## WHAT TO WORK ON
Extract, verbatim, all lines starting at the one containing "Where can the woman's ear" and ending with the final line of the listing, and no others.

## DATASET EXCERPTS
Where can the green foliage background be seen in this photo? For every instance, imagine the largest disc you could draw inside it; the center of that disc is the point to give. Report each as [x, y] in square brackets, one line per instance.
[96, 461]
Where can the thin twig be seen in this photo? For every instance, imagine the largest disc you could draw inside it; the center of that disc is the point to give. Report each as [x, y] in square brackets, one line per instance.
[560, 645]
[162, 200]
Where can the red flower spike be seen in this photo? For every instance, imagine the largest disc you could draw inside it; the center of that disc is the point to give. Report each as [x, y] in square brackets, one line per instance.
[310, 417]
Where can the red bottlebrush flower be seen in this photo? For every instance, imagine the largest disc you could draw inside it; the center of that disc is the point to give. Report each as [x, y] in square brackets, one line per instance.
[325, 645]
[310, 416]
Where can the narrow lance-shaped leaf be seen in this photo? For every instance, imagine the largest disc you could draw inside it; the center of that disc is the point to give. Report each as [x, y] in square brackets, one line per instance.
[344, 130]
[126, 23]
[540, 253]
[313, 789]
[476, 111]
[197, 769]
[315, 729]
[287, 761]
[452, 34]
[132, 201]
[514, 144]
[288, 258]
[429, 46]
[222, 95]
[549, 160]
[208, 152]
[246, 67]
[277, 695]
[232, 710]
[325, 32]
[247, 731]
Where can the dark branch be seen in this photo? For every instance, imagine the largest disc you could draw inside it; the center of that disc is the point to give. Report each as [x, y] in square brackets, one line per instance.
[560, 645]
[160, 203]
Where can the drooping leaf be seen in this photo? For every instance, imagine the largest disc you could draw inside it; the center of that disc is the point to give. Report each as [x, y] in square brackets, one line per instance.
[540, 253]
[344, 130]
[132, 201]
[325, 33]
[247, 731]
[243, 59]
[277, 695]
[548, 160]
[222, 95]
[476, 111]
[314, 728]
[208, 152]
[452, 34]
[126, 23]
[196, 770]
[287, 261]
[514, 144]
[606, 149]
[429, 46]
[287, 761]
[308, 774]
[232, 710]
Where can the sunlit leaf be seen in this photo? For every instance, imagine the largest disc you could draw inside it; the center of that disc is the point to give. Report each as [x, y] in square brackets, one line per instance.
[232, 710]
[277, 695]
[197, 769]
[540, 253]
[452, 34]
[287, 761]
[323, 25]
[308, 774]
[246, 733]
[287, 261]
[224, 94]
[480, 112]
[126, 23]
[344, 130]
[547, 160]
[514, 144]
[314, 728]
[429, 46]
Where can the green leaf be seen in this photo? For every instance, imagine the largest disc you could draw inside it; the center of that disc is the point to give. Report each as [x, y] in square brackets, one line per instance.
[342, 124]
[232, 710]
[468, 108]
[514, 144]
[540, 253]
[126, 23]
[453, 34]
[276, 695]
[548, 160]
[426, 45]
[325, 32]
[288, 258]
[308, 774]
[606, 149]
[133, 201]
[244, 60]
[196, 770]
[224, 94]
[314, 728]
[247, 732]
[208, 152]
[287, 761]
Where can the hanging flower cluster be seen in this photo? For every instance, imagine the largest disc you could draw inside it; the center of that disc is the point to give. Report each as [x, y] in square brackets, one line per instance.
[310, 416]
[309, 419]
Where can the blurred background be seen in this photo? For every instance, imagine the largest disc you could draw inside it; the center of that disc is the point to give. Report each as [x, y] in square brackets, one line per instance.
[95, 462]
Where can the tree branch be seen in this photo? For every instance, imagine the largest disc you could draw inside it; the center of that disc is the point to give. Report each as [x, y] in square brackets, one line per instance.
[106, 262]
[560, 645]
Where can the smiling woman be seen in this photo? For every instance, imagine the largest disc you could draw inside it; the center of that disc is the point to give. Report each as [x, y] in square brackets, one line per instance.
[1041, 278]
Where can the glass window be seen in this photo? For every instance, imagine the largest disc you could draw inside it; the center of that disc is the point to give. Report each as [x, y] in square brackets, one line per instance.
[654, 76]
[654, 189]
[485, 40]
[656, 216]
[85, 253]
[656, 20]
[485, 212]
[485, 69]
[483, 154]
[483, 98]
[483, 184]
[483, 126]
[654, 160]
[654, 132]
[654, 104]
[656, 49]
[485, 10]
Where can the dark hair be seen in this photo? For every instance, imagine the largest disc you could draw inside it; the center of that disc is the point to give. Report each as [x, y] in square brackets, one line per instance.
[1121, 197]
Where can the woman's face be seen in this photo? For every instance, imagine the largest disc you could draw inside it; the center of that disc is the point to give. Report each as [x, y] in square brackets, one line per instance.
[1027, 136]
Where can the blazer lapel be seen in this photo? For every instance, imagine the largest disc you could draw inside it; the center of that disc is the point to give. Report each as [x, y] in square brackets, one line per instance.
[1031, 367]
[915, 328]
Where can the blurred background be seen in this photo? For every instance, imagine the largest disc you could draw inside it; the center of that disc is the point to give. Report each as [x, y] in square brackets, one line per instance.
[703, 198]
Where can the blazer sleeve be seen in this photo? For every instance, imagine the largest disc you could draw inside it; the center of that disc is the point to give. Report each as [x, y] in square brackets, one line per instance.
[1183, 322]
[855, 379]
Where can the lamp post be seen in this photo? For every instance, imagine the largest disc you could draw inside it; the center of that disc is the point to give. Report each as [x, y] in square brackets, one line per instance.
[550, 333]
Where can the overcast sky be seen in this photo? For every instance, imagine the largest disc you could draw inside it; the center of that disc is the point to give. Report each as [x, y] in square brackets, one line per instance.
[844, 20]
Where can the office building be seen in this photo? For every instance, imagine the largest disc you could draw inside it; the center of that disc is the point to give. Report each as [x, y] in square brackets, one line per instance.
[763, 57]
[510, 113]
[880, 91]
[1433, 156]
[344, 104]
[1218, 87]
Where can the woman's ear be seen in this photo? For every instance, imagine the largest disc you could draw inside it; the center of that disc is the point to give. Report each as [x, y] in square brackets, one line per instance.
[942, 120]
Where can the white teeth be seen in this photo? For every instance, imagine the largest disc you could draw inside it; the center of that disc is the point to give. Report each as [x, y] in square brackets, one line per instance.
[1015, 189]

## EXERCISE OUTPUT
Where can the woman's ear be seen in this photo? For every instance, imagine the largest disc you could draw inside it; the center of that disc is the point to give. Report each as [x, y] in square brackets, one line per instance.
[942, 120]
Where can the white teeth be seen in this photo? For every instance, imagine the largest disc you could draw inside it; the center of that disc is the point to give. Report each as [x, y] in square brackets, one line per instance.
[1015, 189]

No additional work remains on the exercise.